Convert all the items below into a Markdown table with two columns, Row and Line. Put one line of text in each row with its row number, and leave out blank lines.

**GIVEN ENTRIES**
· · ·

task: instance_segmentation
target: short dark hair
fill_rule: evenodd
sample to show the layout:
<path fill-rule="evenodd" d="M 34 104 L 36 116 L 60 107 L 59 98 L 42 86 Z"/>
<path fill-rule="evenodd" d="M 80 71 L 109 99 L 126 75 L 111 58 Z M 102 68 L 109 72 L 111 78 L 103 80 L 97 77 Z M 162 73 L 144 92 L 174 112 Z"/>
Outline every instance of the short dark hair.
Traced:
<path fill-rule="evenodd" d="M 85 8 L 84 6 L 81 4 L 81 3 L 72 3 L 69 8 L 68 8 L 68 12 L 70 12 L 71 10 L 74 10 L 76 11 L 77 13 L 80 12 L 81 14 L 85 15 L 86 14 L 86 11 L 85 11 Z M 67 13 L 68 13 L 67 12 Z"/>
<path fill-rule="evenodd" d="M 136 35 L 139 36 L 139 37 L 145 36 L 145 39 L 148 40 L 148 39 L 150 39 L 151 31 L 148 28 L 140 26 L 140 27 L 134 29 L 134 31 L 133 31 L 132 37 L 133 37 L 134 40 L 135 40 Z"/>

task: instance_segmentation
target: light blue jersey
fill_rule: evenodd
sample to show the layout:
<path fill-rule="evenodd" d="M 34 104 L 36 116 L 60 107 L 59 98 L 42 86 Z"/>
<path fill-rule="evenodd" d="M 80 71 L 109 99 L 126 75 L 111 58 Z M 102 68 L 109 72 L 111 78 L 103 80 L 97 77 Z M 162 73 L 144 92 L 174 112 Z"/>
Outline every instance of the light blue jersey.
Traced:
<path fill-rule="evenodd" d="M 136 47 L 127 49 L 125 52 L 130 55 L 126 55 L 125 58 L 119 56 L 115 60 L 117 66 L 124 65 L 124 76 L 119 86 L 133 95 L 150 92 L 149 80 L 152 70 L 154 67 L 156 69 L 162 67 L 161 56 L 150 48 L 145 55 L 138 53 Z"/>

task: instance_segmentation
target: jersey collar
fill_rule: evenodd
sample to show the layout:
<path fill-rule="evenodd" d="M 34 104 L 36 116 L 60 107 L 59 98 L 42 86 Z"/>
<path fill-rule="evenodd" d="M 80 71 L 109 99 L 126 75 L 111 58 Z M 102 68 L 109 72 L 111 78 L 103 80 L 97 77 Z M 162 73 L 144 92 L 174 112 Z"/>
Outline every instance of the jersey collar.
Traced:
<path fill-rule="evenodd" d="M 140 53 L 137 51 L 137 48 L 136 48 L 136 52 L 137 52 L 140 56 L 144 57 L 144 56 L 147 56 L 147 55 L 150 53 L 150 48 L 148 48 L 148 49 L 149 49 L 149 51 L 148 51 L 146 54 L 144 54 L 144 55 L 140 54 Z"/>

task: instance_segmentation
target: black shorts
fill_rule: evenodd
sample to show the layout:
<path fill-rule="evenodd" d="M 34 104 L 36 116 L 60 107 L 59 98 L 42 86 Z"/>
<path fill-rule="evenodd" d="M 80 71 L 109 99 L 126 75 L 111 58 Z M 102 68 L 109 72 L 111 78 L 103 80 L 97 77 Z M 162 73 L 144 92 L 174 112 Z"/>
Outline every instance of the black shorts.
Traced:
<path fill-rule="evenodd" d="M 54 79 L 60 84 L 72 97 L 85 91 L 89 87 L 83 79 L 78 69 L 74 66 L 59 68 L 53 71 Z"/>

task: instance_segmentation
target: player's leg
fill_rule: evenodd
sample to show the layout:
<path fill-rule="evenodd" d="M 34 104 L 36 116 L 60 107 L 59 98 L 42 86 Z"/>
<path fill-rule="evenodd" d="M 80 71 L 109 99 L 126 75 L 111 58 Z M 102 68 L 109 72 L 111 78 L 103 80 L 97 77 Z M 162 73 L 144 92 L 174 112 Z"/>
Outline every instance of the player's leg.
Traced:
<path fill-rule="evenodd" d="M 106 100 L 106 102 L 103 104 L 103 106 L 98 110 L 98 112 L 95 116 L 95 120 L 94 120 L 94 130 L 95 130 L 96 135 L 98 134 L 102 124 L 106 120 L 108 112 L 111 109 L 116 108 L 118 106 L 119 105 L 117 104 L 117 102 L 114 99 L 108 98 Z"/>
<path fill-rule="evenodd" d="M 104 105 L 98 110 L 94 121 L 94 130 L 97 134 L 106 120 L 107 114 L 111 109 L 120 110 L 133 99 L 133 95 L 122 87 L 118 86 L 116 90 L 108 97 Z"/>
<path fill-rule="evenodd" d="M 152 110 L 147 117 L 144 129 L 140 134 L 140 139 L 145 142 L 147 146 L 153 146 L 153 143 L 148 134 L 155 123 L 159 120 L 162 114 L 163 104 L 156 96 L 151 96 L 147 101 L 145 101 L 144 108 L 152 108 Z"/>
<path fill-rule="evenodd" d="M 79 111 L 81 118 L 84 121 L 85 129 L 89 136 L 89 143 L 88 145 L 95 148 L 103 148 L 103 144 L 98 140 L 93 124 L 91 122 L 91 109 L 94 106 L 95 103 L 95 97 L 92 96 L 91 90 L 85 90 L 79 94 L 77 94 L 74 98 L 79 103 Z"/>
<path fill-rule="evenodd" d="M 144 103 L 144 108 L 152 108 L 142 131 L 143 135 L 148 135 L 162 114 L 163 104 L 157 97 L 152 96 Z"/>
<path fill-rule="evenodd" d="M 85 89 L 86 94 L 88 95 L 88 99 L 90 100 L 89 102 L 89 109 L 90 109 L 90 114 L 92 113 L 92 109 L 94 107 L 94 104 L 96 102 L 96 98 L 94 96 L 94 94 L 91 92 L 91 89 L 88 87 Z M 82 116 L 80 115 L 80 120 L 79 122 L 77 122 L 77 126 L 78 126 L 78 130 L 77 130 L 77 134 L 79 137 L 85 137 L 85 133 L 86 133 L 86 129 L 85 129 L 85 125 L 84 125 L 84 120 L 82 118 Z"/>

· · ·

**TASK RESPONSE**
| Row | Line |
|---|---|
| 1 | task: instance_segmentation |
| 2 | target: short dark hair |
| 3 | fill_rule: evenodd |
| 4 | sample to show the layout: |
| 5 | <path fill-rule="evenodd" d="M 34 104 L 36 116 L 60 107 L 59 98 L 42 86 Z"/> |
| 6 | <path fill-rule="evenodd" d="M 80 71 L 109 99 L 126 75 L 111 58 Z M 102 68 L 109 72 L 111 78 L 103 80 L 97 77 Z M 162 73 L 144 92 L 174 112 Z"/> |
| 7 | Outline every instance of the short dark hair. |
| 8 | Traced: |
| 9 | <path fill-rule="evenodd" d="M 85 8 L 84 6 L 81 4 L 81 3 L 72 3 L 69 8 L 68 8 L 68 12 L 70 12 L 71 10 L 74 10 L 76 11 L 77 13 L 80 12 L 81 14 L 85 15 L 86 14 L 86 11 L 85 11 Z M 67 13 L 68 13 L 67 12 Z"/> |
| 10 | <path fill-rule="evenodd" d="M 136 35 L 139 36 L 139 37 L 145 36 L 145 39 L 148 40 L 148 39 L 150 39 L 151 31 L 148 28 L 140 26 L 140 27 L 134 29 L 134 31 L 133 31 L 132 37 L 133 37 L 134 40 L 135 40 Z"/> |
| 11 | task: instance_segmentation |
| 12 | target: light blue jersey |
| 13 | fill_rule: evenodd |
| 14 | sample to show the layout: |
| 15 | <path fill-rule="evenodd" d="M 34 104 L 36 116 L 60 107 L 59 98 L 42 86 Z"/> |
| 16 | <path fill-rule="evenodd" d="M 80 71 L 109 99 L 126 75 L 111 58 Z M 102 68 L 109 72 L 111 78 L 103 80 L 97 77 Z M 162 73 L 144 92 L 174 112 Z"/> |
| 17 | Outline every instance of the light blue jersey. |
| 18 | Traced: |
| 19 | <path fill-rule="evenodd" d="M 136 47 L 127 49 L 125 52 L 130 55 L 126 55 L 125 58 L 119 56 L 115 60 L 117 66 L 124 65 L 124 76 L 119 86 L 133 95 L 150 92 L 149 80 L 152 70 L 154 67 L 156 69 L 162 67 L 161 56 L 150 48 L 145 55 L 138 53 Z"/> |
| 20 | task: instance_segmentation |
| 21 | target: jersey collar |
| 22 | fill_rule: evenodd |
| 23 | sample to show the layout: |
| 24 | <path fill-rule="evenodd" d="M 34 104 L 36 116 L 60 107 L 59 98 L 42 86 Z"/> |
| 25 | <path fill-rule="evenodd" d="M 80 71 L 109 99 L 126 75 L 111 58 Z M 102 68 L 109 72 L 111 78 L 103 80 L 97 77 Z M 162 73 L 144 92 L 174 112 Z"/> |
| 26 | Outline every instance of the jersey collar. |
| 27 | Traced: |
| 28 | <path fill-rule="evenodd" d="M 140 53 L 137 51 L 137 48 L 136 48 L 136 52 L 137 52 L 140 56 L 144 57 L 144 56 L 147 56 L 147 55 L 150 53 L 150 48 L 148 48 L 148 49 L 149 49 L 149 51 L 148 51 L 146 54 L 144 54 L 144 55 L 140 54 Z"/> |
| 29 | task: instance_segmentation |
| 30 | target: black shorts |
| 31 | fill_rule: evenodd |
| 32 | sample to show the layout: |
| 33 | <path fill-rule="evenodd" d="M 34 104 L 36 116 L 60 107 L 59 98 L 42 86 Z"/> |
| 34 | <path fill-rule="evenodd" d="M 80 71 L 109 99 L 126 75 L 111 58 Z M 102 68 L 109 72 L 111 78 L 103 80 L 97 77 Z M 162 73 L 144 92 L 174 112 Z"/> |
| 35 | Outline every instance of the black shorts. |
| 36 | Traced: |
| 37 | <path fill-rule="evenodd" d="M 54 79 L 60 84 L 72 97 L 85 91 L 89 87 L 83 79 L 78 69 L 74 66 L 59 68 L 53 71 Z"/> |
| 38 | task: instance_segmentation |
| 39 | target: player's leg |
| 40 | fill_rule: evenodd |
| 41 | sample to show the layout: |
| 42 | <path fill-rule="evenodd" d="M 34 104 L 36 116 L 60 107 L 59 98 L 42 86 Z"/> |
| 43 | <path fill-rule="evenodd" d="M 80 71 L 109 99 L 126 75 L 111 58 Z M 102 68 L 109 72 L 111 78 L 103 80 L 97 77 Z M 162 73 L 144 92 L 174 112 Z"/> |
| 44 | Outline every instance of the player's leg. |
| 45 | Traced: |
| 46 | <path fill-rule="evenodd" d="M 106 100 L 106 102 L 103 104 L 103 106 L 98 110 L 98 112 L 95 116 L 95 120 L 94 120 L 94 130 L 95 130 L 96 135 L 98 134 L 102 124 L 106 120 L 108 112 L 111 109 L 116 108 L 118 106 L 119 105 L 117 104 L 117 102 L 114 99 L 108 98 Z"/> |
| 47 | <path fill-rule="evenodd" d="M 104 105 L 98 110 L 94 121 L 94 130 L 97 134 L 106 120 L 107 114 L 111 109 L 120 110 L 133 99 L 133 95 L 122 87 L 118 86 L 116 90 L 108 97 Z"/> |
| 48 | <path fill-rule="evenodd" d="M 152 110 L 147 117 L 144 129 L 140 134 L 140 139 L 145 142 L 147 146 L 153 146 L 153 143 L 148 134 L 155 123 L 159 120 L 162 114 L 163 104 L 156 96 L 151 96 L 147 101 L 145 101 L 144 108 L 152 108 Z"/> |
| 49 | <path fill-rule="evenodd" d="M 79 111 L 81 118 L 84 121 L 85 129 L 89 136 L 89 143 L 88 145 L 95 148 L 103 148 L 103 144 L 98 140 L 93 124 L 91 122 L 91 109 L 94 106 L 95 103 L 95 97 L 92 96 L 91 90 L 85 90 L 79 94 L 77 94 L 74 98 L 79 103 Z"/> |
| 50 | <path fill-rule="evenodd" d="M 144 103 L 144 108 L 152 108 L 142 131 L 143 135 L 148 135 L 162 114 L 163 104 L 157 97 L 152 96 Z"/> |
| 51 | <path fill-rule="evenodd" d="M 85 89 L 86 94 L 88 95 L 88 99 L 90 100 L 89 102 L 89 109 L 90 109 L 90 114 L 92 113 L 92 109 L 94 107 L 94 104 L 96 102 L 96 98 L 94 96 L 94 94 L 91 92 L 91 89 L 88 87 Z M 82 116 L 80 115 L 80 120 L 79 122 L 77 122 L 77 126 L 78 126 L 78 130 L 77 130 L 77 134 L 79 137 L 85 137 L 85 133 L 86 133 L 86 129 L 85 129 L 85 125 L 84 125 L 84 120 L 82 118 Z"/> |